Excerpt provided
====================
Apple Push Notification Device Tokens

Written by Mattt September 16^th, 2019

In law, the latin phrase stare decisis (“to stand by things decided”) is often used to refer to the doctrine of precedent — the idea that, when deciding a case, a court should look to previous decisions made for cases with similar facts and scenarios. This principle serves as a foundation of the American legal system, and the English common law from which it derives.

For example, consider Apple v. Pepper, which was argued before the Supreme Court of the United States in its most recent session and sought to settle the following question:

If Apple and its App Store constitute a monopoly, can consumers sue Apple for offering apps at higher-than-competitive prices, even when the prices are set by third-party developers?

In its decision, the Court relied on precedent set in 1977 by a case known as Illinois Brick, which itself affirmed a ruling made a decade earlier in a case called Hanover Shoe. On its face, iPhones in 2010’s would seem to have little to do with bricks from the 1970’s (aside from the obvious connotation), but within the context of United States antitrust law, the connection between the two was inescapable.

Adherence to precedence confers inertia in the decision-making process. It promotes stability throughout the legal system and the institutions that rely on a consistent application of laws.

However, like inertia, precedence can also be overcome with sufficiently compelling reasons; we are bound by the past only insofar as to give it due consideration.

Bearing all of that in mind, let’s smash cut to our subject for this week’s brief: Apple Push Notification Device Tokens — and in particular, a single change in iOS 13 that may incidentally break push notifications for thousands of apps.

A Push Notifications Primer

Push notifications allow apps to communicate with users in response to remote events when they aren’t currently in use.

Unlike SMS or email, which allows a sender to communicate with a recipient directly using a unique identifier (a phone number and email address, respectively), communication between the app’s remote server and the user’s local device are facilitated by the Apple Push Notification service (APNs).

Here’s how that works:

After launching an app, the app calls the method registerForRemoteNotifications(), prompting the user to grant the app permission to send push notifications.
In response to permission being granted, the app delegate calls the method application(_:didRegisterForRemoteNotificationsWithDeviceToken:).
====================
Supplied records
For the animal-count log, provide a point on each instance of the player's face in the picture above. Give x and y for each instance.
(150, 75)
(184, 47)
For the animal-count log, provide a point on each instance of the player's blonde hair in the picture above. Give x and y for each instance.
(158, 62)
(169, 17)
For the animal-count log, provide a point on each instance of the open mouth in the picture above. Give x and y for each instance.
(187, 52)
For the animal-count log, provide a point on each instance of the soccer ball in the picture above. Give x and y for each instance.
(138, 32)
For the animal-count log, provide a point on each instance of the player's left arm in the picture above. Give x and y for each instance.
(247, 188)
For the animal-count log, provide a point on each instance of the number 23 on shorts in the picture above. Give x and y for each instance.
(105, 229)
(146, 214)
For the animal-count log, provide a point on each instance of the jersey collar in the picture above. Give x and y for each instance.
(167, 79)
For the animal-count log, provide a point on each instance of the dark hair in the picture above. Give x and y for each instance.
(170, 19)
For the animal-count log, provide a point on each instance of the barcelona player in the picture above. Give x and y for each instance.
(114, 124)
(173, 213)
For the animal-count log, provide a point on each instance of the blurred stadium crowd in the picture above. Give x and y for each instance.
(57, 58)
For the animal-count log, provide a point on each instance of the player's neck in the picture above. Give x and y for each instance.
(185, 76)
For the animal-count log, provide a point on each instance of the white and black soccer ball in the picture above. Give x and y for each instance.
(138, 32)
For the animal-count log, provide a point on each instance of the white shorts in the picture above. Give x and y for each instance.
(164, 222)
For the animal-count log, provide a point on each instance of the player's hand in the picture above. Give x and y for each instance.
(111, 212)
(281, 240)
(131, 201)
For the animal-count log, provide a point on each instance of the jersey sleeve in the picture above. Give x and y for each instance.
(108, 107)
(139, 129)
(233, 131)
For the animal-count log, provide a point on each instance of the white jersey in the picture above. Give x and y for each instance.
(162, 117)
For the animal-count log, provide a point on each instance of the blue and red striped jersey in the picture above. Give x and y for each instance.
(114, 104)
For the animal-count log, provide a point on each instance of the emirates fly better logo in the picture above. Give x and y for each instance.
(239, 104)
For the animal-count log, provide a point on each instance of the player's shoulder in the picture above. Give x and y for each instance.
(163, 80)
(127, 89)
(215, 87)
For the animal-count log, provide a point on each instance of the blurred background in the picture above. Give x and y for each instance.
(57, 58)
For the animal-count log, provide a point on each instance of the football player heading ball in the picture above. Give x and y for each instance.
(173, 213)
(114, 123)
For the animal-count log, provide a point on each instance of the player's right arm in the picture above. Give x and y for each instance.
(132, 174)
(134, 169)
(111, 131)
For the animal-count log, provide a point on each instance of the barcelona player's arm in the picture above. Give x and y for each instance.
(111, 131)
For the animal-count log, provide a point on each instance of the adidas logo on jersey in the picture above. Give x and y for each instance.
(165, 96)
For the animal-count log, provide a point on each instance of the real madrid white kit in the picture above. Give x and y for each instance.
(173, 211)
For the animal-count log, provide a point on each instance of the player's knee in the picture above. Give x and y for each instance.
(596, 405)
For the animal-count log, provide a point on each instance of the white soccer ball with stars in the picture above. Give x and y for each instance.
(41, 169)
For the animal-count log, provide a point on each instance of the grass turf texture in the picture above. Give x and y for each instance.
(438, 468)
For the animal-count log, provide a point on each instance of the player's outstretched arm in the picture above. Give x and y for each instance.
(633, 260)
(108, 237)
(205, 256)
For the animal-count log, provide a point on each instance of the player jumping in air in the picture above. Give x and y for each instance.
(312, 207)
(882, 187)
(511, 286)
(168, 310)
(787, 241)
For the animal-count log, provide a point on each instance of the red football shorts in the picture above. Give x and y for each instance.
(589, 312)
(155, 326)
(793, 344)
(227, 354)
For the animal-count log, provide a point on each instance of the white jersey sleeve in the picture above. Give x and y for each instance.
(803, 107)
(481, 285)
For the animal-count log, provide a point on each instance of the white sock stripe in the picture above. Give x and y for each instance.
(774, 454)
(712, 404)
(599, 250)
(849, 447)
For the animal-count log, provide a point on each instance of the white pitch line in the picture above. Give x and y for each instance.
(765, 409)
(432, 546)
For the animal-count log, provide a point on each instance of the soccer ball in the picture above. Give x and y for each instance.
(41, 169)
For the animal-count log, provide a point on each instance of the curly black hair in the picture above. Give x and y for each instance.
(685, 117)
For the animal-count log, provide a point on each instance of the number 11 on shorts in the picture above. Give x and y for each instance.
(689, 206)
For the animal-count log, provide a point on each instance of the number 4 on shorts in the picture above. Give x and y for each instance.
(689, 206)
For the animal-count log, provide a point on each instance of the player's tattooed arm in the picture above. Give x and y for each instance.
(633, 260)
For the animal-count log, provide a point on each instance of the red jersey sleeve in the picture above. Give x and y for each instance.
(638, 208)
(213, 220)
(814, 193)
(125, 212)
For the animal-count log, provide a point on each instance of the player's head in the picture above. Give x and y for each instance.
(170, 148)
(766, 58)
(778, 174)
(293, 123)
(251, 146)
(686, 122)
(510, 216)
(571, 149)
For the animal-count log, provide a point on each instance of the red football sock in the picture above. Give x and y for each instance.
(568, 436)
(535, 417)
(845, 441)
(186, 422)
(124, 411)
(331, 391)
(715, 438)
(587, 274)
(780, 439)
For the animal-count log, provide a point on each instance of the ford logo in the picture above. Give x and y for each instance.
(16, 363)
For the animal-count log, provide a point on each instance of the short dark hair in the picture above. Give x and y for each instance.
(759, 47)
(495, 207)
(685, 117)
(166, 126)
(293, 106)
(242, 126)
====================
Work to complete
Could you shorten the paragraph in the device tokens article above that begins "In its decision, the Court relied" to two sentences, keeping its main facts?

Solution below
The Court based its ruling on precedent from Illinois Brick (1977), a case that had affirmed the Hanover Shoe ruling from a decade earlier. Although iPhones of the 2010s seem unrelated to 1970s bricks, the connection between them was inescapable under United States antitrust law.